▶ COMPITI DA SVOLGERE
1) Puoi riscrivere in forma di breve elenco il paragrafo del testo sulla vigilanza epistemica che comincia con «Le conseguenze di questa trasformazione», conservandone i fatti principali?
2) Puoi riprendere il testo sulla vigilanza epistemica subito dopo la sua ultima frase e proseguirlo?

▶ TESTO PROPOSTO
————————

L'erosione della "vigilanza epistemica"
Il concetto introdotto da Hardcastle di "atrofia della vigilanza epistemica" descrive la graduale perdita della capacità di verificare, contestare e costruire conoscenza in modo indipendente. Quando l'intelligenza artificiale diventa un mediatore costante dell'apprendimento, gli studenti rischiano di perdere l'istinto fondamentale di mettere in discussione le fonti, testare le ipotesi e sviluppare un pensiero critico autonomo. Questa generazione di studenti, secondo la professoressa, rappresenta "la prima coorte sperimentale che incontra l'IA a metà del proprio sviluppo cognitivo, rendendoli learners 'spostati dall'IA' piuttosto che nativi dell'IA".
Le conseguenze di questa trasformazione vanno ben oltre le aule scolastiche. Se le persone smettono di esercitare la valutazione indipendente, la società nel suo complesso rischia di diventare dipendente dagli algoritmi come arbitri della verità. Le implicazioni per il mercato del lavoro, sottolinea Hardcastle, non riguardano tanto una ridotta capacità tecnica, quanto uno spostamento del framework cognitivo: "La validazione e la creazione della conoscenza dipendono sempre più dalla mediazione dell'IA piuttosto che dal giudizio umano."
Il potere invisibile delle Big Tech sulla conoscenza
Ma l'allarme più significativo lanciato dalla studiosa riguarda la dimensione strutturale del problema. Se i sistemi di intelligenza artificiale diventano i principali mediatori della conoscenza, le grandi aziende tecnologiche assumono di fatto il controllo su ciò che viene considerato sapere valido. "Il problema non è un controllo drammatico ma una deriva epistemica sottile," spiega Hardcastle. "Quando ci affidiamo costantemente a sintesi e analisi generate dall'IA, permettiamo involontariamente ai dati di addestramento commerciali e alle metriche di ottimizzazione di determinare quali domande vengano poste e quali metodologie appaiano valide."

————————

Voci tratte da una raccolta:
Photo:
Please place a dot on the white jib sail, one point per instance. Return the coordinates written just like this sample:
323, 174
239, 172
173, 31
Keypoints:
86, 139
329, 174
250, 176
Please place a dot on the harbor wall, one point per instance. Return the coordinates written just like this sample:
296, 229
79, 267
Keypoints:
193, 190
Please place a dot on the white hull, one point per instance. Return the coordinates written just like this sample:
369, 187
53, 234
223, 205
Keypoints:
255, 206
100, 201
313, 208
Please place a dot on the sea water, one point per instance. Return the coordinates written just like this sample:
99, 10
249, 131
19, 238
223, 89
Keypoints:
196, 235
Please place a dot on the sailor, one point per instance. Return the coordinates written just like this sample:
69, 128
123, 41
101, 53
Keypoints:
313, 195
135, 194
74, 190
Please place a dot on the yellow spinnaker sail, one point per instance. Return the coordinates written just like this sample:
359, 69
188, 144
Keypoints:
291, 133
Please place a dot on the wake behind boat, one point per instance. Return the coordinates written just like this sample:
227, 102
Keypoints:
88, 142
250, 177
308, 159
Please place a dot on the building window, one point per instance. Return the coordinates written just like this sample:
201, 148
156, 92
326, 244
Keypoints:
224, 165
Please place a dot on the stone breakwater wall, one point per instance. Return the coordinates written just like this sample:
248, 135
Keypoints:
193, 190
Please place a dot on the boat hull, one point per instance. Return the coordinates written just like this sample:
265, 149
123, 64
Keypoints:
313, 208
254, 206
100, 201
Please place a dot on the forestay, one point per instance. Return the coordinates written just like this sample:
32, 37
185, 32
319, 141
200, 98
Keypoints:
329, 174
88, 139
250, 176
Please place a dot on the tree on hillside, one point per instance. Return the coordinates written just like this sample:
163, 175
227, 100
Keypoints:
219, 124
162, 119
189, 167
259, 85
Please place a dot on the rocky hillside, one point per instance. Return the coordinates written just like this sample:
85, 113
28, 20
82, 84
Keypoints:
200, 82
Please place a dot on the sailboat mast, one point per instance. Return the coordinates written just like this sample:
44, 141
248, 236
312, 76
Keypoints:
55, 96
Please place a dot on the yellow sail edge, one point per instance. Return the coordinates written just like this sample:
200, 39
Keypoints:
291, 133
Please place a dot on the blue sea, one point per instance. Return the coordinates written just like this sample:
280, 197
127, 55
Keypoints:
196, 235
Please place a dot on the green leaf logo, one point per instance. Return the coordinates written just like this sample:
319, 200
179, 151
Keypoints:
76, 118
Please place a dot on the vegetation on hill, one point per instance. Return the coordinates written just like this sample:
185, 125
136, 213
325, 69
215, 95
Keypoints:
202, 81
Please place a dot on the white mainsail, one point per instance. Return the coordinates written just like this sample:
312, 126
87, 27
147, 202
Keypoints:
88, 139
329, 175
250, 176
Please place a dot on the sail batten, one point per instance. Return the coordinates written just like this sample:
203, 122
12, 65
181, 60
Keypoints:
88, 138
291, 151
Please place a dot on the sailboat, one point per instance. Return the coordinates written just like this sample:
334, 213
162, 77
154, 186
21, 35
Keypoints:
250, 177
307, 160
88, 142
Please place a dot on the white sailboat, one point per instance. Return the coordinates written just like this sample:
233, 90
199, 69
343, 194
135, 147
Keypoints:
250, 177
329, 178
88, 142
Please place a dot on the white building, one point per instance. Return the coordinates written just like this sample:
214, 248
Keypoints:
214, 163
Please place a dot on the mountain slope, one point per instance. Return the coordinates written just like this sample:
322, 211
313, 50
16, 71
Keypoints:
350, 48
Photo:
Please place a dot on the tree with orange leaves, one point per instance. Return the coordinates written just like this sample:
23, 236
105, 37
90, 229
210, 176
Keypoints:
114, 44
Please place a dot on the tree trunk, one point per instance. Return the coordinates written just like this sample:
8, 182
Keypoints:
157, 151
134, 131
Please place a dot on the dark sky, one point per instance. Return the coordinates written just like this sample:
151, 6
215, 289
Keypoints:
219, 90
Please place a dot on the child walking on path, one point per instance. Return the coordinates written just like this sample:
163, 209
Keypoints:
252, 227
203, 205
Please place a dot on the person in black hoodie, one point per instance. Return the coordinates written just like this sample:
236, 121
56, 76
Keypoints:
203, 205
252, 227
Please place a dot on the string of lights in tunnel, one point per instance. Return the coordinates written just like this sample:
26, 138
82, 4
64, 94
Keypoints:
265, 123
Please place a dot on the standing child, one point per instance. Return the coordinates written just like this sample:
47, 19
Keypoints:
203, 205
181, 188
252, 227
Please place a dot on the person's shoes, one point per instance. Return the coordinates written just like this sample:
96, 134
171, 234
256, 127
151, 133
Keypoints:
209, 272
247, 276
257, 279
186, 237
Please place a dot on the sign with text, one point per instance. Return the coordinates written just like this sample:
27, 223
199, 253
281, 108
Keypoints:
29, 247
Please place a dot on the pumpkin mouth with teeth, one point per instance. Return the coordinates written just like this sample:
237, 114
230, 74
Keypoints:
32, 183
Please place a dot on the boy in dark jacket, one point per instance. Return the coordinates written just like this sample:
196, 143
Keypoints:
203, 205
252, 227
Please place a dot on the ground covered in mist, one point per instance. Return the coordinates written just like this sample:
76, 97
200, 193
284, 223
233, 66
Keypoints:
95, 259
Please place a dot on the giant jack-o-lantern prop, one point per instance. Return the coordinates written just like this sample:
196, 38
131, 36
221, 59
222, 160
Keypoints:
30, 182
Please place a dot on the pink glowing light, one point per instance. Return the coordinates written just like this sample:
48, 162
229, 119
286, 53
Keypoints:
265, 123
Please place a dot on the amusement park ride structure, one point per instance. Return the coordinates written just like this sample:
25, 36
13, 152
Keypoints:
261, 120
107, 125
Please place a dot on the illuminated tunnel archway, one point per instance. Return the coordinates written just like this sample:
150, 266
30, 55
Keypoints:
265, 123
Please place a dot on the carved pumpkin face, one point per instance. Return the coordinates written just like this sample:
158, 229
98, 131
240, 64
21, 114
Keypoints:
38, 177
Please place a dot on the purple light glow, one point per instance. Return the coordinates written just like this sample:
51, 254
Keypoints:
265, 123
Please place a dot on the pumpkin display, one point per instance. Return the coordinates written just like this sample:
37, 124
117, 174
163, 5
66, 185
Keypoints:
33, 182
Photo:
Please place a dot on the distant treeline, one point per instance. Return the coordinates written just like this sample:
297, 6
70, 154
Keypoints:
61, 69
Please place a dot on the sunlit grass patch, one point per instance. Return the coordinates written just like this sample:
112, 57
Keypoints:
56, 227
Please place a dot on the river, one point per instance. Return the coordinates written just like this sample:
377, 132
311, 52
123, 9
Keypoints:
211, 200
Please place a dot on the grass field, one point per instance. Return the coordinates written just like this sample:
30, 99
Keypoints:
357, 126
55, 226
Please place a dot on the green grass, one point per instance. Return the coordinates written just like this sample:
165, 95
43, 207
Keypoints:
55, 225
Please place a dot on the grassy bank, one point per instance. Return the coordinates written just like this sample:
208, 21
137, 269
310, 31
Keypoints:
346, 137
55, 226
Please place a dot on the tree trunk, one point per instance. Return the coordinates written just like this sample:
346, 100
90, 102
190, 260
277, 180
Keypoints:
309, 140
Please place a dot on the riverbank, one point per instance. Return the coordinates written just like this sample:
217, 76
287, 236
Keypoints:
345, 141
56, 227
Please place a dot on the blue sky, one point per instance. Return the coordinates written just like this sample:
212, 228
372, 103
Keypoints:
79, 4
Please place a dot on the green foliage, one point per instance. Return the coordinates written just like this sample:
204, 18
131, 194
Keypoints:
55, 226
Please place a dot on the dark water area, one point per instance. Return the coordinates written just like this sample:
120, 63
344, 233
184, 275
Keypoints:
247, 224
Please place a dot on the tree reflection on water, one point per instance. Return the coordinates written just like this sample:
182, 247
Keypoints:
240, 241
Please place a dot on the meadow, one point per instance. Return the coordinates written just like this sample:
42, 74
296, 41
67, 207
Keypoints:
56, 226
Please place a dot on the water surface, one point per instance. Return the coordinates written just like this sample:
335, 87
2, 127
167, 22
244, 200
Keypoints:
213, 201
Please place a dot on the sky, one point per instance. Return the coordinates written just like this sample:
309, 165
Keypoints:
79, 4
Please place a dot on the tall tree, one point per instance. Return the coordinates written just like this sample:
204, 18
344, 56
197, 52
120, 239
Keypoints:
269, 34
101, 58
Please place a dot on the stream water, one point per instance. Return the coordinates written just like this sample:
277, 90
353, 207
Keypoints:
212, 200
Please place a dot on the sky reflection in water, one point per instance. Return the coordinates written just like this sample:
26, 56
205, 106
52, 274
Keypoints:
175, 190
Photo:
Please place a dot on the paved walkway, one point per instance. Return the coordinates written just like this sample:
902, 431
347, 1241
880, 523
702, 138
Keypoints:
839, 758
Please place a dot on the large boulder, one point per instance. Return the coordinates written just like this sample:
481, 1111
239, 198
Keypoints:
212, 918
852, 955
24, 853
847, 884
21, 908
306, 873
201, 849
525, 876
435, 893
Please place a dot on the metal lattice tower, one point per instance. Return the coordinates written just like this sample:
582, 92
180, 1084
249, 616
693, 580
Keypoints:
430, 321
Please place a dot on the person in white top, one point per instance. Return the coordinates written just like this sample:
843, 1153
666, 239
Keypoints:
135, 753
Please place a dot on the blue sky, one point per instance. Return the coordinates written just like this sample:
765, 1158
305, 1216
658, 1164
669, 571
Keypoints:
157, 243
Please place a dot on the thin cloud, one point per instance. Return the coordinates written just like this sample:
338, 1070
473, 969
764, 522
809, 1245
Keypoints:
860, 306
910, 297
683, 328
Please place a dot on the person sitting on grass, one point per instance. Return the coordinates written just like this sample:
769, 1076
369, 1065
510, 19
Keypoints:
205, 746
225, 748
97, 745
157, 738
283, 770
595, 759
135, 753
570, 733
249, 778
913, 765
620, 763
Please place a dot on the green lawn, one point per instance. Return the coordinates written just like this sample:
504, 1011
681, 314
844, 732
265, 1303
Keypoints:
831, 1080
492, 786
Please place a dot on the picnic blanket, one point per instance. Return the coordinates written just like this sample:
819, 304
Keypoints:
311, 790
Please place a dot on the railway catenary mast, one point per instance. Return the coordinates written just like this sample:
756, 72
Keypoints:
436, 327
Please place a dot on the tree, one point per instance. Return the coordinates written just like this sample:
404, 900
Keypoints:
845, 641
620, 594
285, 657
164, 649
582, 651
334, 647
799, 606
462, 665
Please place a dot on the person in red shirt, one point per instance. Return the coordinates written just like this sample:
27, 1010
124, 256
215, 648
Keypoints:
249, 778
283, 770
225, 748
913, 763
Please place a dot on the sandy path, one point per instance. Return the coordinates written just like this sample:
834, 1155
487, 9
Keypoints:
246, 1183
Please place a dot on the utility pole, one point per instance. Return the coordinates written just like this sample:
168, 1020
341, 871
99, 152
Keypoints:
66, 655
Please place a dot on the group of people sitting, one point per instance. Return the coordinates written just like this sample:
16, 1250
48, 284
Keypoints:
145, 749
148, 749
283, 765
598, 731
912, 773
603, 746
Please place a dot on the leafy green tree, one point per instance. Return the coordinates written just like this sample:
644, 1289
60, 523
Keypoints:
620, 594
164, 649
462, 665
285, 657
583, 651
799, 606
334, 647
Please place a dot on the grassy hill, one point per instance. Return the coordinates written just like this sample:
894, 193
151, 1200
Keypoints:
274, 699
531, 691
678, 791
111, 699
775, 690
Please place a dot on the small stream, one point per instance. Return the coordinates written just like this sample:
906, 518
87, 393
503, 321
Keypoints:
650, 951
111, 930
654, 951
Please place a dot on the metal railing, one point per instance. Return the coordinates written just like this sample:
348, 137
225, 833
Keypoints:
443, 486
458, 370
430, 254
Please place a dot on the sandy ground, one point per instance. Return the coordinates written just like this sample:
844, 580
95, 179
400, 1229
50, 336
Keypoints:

————————

▶ RISULTATI PER COMPITO
1)
- Le conseguenze della trasformazione vanno ben oltre le aule scolastiche.
- Se le persone smettono di esercitare la valutazione indipendente, la società rischia di dipendere dagli algoritmi come arbitri della verità.
- Per il mercato del lavoro, secondo Hardcastle, il punto non è una ridotta capacità tecnica. Si tratta piuttosto di uno spostamento del framework cognitivo.
- La validazione e la creazione della conoscenza dipendono sempre più dalla mediazione dell'IA anziché dal giudizio umano.

2)
Questo slittamento graduale rischia di consolidare l'influenza aziendale sul modo in cui la conoscenza viene creata e validata, trasferendo silenziosamente l'autorità dal giudizio umano alla logica algoritmica. Un processo che avviene senza dibattito pubblico e senza una consapevolezza diffusa delle sue implicazioni a lungo termine.
La sfida per il sistema educativo
Secondo Hardcastle, la domanda cruciale non è se l'istruzione "combatterà" contro l'intelligenza artificiale, ma se sarà capace di modellare consapevolmente l'integrazione dell'IA per preservare quella che definisce "agency epistemica umana" – la capacità di pensare, ragionare e giudicare in modo indipendente. Questo richiede agli educatori di andare oltre i semplici aggiustamenti operativi e le normative di compliance, per iniziare a porsi domande fondamentali sull'autorità della conoscenza in un mondo mediato dall'IA.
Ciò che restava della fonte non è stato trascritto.